* **PROBLEM TO WORK ON**
Reproduce only the lines from the line containing "of the tassel" to the end of the entries below, including both of those lines.

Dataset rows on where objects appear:
- - - - - - -
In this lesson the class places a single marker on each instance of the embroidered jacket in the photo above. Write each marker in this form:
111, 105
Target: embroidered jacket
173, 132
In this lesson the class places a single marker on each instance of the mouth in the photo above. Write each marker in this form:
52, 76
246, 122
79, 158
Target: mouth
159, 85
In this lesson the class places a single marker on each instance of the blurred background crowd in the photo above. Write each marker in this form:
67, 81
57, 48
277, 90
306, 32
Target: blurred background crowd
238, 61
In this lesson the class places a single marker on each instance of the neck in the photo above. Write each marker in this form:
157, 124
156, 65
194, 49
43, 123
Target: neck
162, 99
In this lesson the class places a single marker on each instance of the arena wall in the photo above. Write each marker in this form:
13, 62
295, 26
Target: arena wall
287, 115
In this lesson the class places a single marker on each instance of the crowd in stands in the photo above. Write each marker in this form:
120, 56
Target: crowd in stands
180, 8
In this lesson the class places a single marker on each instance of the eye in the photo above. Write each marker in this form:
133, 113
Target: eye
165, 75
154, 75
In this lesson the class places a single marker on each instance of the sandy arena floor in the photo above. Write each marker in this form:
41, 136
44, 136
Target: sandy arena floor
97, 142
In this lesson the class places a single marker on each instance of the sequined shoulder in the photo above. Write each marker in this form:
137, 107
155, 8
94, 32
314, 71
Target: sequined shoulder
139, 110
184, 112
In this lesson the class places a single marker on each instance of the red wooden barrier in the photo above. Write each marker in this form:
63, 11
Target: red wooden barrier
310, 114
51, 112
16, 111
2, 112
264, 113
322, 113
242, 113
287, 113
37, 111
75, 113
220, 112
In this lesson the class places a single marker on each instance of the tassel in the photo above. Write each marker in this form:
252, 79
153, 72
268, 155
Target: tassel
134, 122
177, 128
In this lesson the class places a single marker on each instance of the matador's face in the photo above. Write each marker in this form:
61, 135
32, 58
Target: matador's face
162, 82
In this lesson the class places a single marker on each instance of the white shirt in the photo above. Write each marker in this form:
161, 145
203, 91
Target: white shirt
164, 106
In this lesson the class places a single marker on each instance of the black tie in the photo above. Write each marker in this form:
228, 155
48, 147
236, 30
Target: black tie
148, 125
- - - - - - -
* **RESULT**
In this lesson the class places a single marker on each instance of the tassel in the photo above. Write each marker in this form:
252, 79
153, 72
268, 155
Target: tassel
134, 122
177, 128
In this lesson the class places a single marker on each instance of the matador's face in the photo above. Write each marker in this form:
61, 135
32, 58
Target: matador's face
162, 82
In this lesson the class places a single marker on each instance of the white shirt in the photo above. Write each marker in this form:
161, 145
203, 91
Target: white shirt
164, 106
In this lesson the class places a single marker on each instance of the black tie in the photo above. Write each marker in this form:
228, 155
48, 147
236, 30
Target: black tie
148, 125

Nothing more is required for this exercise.